### STATED PROBLEM
Edit the lines starting with the first one and going on through the line with "[409,300,547,338]" by replacing "woman's" with "person's" and keeping everything else unchanged. Return only those edited lines, without the pictures.

Detection examples
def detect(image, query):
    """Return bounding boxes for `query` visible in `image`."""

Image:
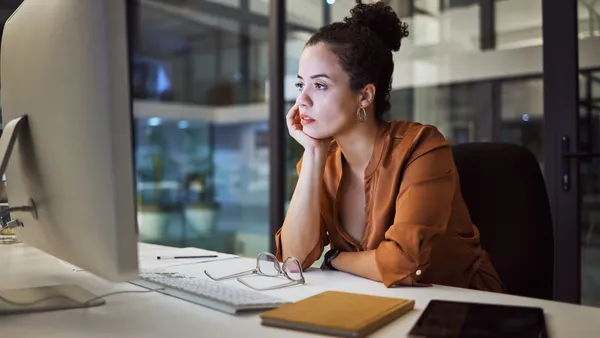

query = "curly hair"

[306,0,408,119]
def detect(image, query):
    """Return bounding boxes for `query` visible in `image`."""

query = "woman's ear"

[359,83,375,108]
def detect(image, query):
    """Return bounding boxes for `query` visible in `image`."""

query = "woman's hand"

[286,103,332,150]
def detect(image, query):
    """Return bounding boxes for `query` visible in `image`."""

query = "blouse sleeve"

[375,126,456,287]
[275,158,329,270]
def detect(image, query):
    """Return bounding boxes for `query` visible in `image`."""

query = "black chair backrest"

[453,142,554,299]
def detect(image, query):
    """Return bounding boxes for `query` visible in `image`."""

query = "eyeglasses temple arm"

[237,278,303,291]
[204,269,257,281]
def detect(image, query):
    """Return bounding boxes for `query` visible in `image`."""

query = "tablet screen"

[409,300,547,338]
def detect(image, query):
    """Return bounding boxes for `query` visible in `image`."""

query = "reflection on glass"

[132,0,269,256]
[500,78,544,163]
[579,71,600,307]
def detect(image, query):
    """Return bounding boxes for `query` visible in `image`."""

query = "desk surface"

[0,244,600,338]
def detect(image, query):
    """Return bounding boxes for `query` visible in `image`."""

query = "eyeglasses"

[204,252,306,291]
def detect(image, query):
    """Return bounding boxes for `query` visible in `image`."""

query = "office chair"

[452,142,554,299]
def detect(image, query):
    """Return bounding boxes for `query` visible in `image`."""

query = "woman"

[276,2,505,292]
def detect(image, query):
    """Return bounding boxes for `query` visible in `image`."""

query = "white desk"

[0,244,600,338]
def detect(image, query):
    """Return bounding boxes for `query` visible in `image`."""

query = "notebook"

[260,291,415,337]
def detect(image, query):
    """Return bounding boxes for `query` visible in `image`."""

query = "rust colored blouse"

[275,121,505,292]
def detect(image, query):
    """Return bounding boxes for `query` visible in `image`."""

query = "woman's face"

[296,43,360,139]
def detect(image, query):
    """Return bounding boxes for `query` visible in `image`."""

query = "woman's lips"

[300,114,315,126]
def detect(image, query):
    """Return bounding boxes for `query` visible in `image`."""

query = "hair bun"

[344,0,408,51]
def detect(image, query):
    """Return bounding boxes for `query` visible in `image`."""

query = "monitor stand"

[0,115,105,316]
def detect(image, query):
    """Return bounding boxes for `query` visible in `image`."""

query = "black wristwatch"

[321,249,342,270]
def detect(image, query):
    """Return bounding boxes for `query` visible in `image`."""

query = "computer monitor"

[0,0,138,312]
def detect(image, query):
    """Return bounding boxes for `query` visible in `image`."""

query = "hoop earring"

[356,107,367,123]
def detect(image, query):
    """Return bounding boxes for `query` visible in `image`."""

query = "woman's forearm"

[331,250,381,282]
[281,149,327,263]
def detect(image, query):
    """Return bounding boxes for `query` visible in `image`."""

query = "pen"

[156,255,218,259]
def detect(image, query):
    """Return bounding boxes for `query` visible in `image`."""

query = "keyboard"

[131,270,289,314]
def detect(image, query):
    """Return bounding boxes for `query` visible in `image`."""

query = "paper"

[138,247,238,269]
[59,245,238,272]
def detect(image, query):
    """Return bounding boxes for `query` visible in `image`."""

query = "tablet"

[408,300,548,338]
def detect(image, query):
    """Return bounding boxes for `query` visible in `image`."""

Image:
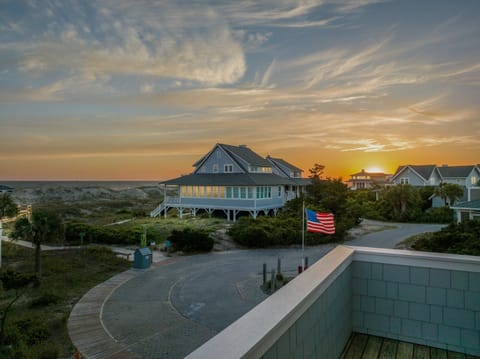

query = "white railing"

[150,202,165,218]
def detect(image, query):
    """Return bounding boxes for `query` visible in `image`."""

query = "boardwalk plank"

[447,350,465,359]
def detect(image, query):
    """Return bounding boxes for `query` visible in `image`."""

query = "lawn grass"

[0,242,131,358]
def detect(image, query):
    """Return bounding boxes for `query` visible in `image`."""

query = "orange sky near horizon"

[0,0,480,181]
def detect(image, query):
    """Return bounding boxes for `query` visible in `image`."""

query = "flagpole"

[302,200,305,272]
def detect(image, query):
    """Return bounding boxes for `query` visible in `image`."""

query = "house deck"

[341,333,478,359]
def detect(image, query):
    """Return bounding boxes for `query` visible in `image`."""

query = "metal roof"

[438,166,475,178]
[267,156,303,175]
[218,144,271,167]
[392,165,437,180]
[160,173,301,186]
[450,199,480,210]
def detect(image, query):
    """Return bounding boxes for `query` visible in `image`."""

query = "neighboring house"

[391,165,441,187]
[391,165,480,207]
[438,165,480,202]
[150,144,309,221]
[451,199,480,223]
[347,169,392,190]
[0,184,13,194]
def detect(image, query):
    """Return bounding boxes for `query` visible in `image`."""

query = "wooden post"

[263,263,267,285]
[270,269,276,293]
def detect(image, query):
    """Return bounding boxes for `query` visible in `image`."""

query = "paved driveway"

[96,224,440,358]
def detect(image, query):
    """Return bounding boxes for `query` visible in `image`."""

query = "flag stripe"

[305,208,335,234]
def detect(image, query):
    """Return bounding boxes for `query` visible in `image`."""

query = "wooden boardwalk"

[68,269,139,359]
[341,333,479,359]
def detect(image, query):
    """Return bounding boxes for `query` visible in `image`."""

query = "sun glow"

[365,166,385,173]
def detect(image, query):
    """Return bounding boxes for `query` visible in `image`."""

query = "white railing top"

[187,246,353,359]
[348,246,480,272]
[187,246,480,359]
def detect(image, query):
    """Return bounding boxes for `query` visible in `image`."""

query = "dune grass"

[0,242,131,358]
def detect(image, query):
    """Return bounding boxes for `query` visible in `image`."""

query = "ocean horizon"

[0,180,160,190]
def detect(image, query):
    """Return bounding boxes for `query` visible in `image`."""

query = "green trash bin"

[133,247,152,269]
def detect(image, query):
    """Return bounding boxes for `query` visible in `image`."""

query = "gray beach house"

[150,144,310,221]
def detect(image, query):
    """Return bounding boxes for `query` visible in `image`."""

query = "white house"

[391,165,480,207]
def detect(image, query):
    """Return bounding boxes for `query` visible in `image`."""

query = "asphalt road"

[101,224,441,358]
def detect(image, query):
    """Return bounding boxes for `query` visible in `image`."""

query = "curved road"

[96,222,442,358]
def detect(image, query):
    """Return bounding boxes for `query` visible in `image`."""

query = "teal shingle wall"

[351,261,480,355]
[264,267,352,359]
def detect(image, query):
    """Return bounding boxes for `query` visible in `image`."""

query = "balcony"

[188,246,480,359]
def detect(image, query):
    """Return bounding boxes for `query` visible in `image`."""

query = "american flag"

[305,208,335,234]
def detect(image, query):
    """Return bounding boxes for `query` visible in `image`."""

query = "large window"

[225,187,253,199]
[257,187,272,199]
[181,186,270,199]
[470,176,478,186]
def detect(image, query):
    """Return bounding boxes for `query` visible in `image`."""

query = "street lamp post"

[0,220,3,268]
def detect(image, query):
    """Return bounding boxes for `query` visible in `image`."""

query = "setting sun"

[365,166,385,173]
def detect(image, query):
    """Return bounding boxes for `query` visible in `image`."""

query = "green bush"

[65,223,142,244]
[418,207,454,223]
[168,228,213,252]
[228,217,338,248]
[412,220,480,256]
[30,288,63,307]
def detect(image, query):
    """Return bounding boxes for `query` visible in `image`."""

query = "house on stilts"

[150,144,310,221]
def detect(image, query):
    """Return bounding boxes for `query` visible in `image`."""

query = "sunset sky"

[0,0,480,180]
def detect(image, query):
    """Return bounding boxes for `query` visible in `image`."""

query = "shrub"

[168,228,214,252]
[65,223,142,244]
[412,220,480,256]
[31,288,63,307]
[228,217,340,248]
[419,207,453,223]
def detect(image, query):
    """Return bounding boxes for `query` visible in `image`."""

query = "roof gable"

[193,143,248,173]
[438,166,478,178]
[218,144,271,167]
[267,156,303,177]
[392,165,437,181]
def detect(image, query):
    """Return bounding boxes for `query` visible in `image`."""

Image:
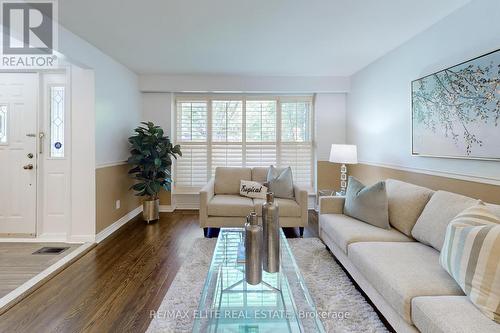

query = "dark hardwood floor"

[0,211,318,333]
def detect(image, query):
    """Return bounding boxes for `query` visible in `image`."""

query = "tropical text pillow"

[240,180,267,199]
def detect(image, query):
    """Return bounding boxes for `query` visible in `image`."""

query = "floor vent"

[33,247,69,254]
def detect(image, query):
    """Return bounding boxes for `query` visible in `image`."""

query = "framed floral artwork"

[411,50,500,160]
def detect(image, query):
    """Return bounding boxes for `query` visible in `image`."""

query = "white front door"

[0,73,38,236]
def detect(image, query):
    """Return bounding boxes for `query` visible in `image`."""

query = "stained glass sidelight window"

[50,86,65,158]
[0,104,7,144]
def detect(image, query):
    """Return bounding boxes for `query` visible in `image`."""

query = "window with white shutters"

[174,95,314,192]
[245,100,277,167]
[174,101,208,191]
[279,100,313,184]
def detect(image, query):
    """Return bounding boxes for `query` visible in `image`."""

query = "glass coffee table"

[193,228,325,333]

### IN RESPONSE
def detect(image, query):
    """Return bounding boxes for `query` visible in `image`."""

Image:

query = "curly hair"

[306,0,408,119]
def detect(image, query):
    """Return bounding boxes for `query` visible in `image`."""

query = "person's ear"

[359,83,375,108]
def detect(image, query):
    """Return bounding boxes for `query` visible in `image`."""

query = "person's hand"

[286,103,332,150]
def detect(image, query):
    """Return bounding boxes for `query` visible in `image`."""

query = "blouse sleeve"

[375,126,456,287]
[275,158,329,270]
def detect(image, query):
    """Return bounding boxes for `query` visible in `image`."""

query = "black chair backrest"

[453,142,554,299]
def detect(image, query):
    """Return bounding boxes for `query` visible in `image`."""

query = "eyeglasses temple arm"

[237,278,303,291]
[204,269,257,281]
def detect(image, query):
    """Return bounding boxes for `query` visible in `image`."""

query = "tablet screen"

[409,300,547,338]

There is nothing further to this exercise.